▶ Source material

>>>

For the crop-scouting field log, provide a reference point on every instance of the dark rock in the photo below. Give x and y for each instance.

<<<
>>>

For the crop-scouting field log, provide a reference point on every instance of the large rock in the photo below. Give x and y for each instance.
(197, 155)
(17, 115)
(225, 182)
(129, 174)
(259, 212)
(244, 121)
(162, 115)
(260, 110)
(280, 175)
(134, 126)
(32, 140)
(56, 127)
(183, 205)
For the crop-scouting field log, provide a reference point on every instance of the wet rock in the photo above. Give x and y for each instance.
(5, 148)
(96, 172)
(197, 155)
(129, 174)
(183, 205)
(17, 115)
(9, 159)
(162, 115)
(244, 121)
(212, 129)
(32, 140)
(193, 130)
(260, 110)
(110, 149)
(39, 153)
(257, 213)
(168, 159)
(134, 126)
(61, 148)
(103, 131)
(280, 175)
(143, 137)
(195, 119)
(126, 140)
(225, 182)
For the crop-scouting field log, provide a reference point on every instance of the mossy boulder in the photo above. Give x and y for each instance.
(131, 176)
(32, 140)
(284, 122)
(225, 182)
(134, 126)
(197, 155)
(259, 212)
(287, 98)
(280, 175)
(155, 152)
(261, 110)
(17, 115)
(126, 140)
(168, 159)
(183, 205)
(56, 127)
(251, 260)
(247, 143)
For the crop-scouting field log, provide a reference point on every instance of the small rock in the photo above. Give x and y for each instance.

<<<

▶ What you need to do
One stretch of the lines above is wanted, from the line that contains "of the mossy" through the line that contains "of the small". Output it exactly.

▶ Solution below
For the crop-scouting field log, provide a reference point on every instance of the mossy boulder in the photo above. Give x and y for each instance.
(131, 176)
(32, 140)
(284, 122)
(225, 182)
(134, 126)
(197, 155)
(259, 212)
(287, 98)
(280, 175)
(155, 152)
(261, 110)
(17, 115)
(126, 140)
(168, 159)
(183, 205)
(56, 127)
(251, 260)
(247, 143)
For the crop-scouting field log, provide a reference point on every instance of the small rock in the photo above. Give x and y for each instance.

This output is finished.